#### [YOUR INSTRUCTIONS]
Copy everything from the line containing "the metal palisade" down to the line containing "0 265 337 451", switching "metal palisade fence" for "steel security fence" and leaving the rest untouched.

#### [DATA RECORDS]
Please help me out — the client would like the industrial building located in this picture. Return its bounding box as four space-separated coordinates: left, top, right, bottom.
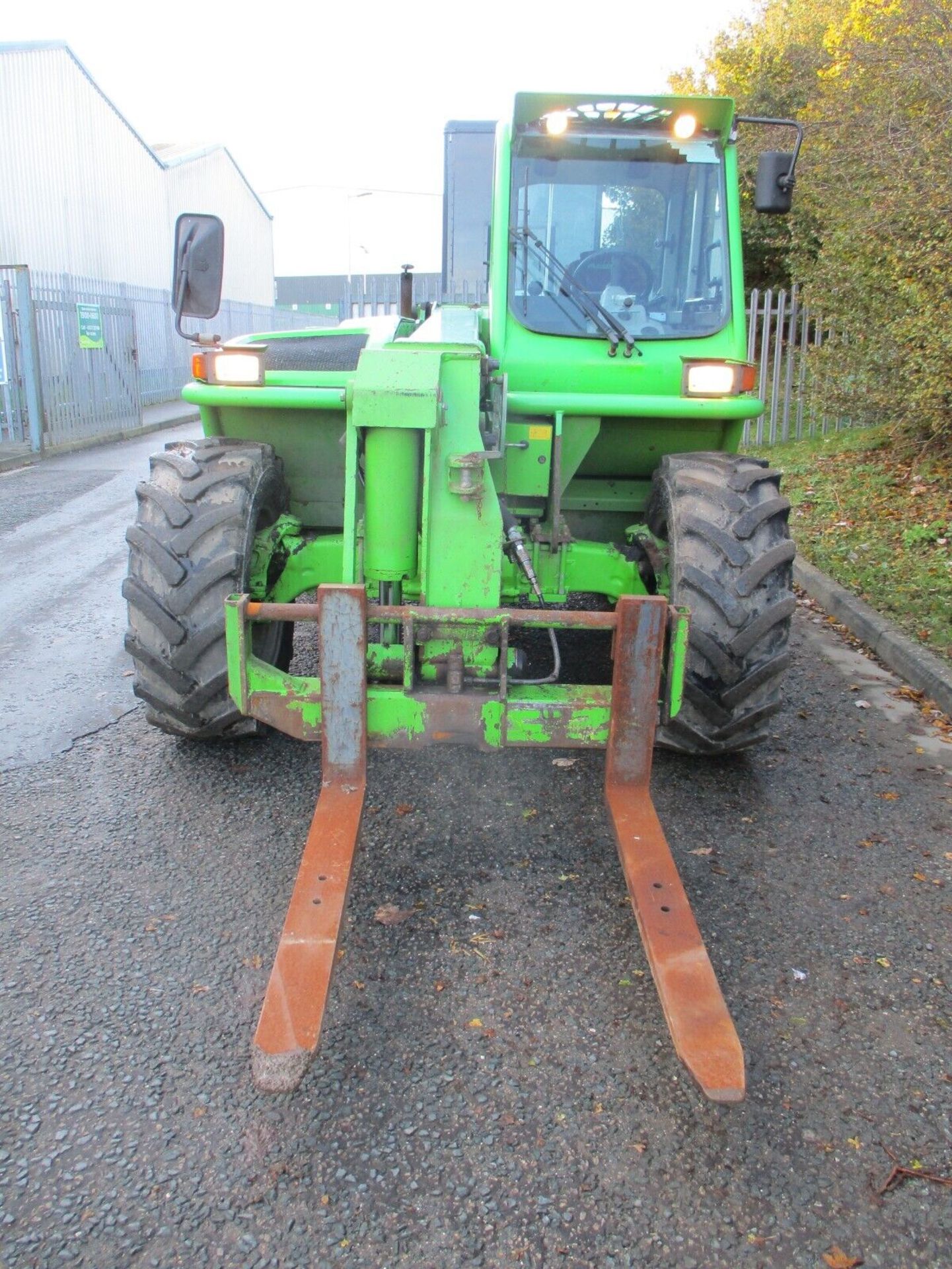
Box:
0 42 324 453
0 42 274 305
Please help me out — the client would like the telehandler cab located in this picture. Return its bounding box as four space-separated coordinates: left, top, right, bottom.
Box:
123 93 801 1102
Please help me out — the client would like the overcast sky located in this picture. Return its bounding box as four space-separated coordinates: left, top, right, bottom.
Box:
0 0 756 274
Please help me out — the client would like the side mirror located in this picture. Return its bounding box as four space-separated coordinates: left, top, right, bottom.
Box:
754 150 793 215
172 212 225 339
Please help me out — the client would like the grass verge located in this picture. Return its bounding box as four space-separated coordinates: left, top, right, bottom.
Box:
752 428 952 660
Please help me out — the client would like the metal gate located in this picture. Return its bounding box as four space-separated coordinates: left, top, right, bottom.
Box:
33 279 142 445
0 265 43 457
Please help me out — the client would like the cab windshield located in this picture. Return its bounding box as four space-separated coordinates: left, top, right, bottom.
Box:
508 132 730 341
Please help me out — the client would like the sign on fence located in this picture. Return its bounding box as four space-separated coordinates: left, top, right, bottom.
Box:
76 305 104 348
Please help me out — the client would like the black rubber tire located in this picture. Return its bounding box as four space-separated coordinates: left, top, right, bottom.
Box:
647 453 796 753
122 438 294 740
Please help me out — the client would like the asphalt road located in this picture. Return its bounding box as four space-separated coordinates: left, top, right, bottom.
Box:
0 422 201 770
0 438 952 1269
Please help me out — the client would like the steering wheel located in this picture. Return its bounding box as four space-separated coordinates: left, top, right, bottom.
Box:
568 246 654 301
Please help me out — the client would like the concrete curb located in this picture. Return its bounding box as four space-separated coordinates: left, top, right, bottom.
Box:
793 558 952 716
0 404 200 472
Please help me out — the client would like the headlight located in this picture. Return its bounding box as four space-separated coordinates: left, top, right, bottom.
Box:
680 362 757 396
192 344 266 389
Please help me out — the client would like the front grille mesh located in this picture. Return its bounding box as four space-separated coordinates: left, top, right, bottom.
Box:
265 335 367 371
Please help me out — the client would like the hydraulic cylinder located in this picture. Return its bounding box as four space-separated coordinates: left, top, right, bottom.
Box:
364 428 420 581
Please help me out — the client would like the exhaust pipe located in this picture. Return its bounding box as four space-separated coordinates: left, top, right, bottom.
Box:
400 264 416 317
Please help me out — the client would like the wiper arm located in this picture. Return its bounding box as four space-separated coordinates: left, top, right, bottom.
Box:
509 227 641 357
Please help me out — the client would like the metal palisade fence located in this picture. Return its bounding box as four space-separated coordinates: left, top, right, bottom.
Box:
743 284 858 445
0 265 337 451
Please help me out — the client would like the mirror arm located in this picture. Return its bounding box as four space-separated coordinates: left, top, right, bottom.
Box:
731 114 804 190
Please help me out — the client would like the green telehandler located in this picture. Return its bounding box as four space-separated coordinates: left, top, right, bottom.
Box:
123 93 801 1102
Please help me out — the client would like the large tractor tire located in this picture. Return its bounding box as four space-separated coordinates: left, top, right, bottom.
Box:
647 453 795 753
122 438 294 740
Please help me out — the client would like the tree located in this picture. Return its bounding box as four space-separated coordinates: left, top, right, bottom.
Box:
671 0 848 288
795 0 952 444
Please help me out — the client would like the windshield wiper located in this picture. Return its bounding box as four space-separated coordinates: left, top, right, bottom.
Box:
509 226 641 357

#### [ANSWER TO THIS EXERCISE]
Please help me out — the client would like the steel security fence located in this picture. Return its bounding box as four space-separated coordinates: left, top, right, bottom.
Box:
743 284 858 445
0 265 337 451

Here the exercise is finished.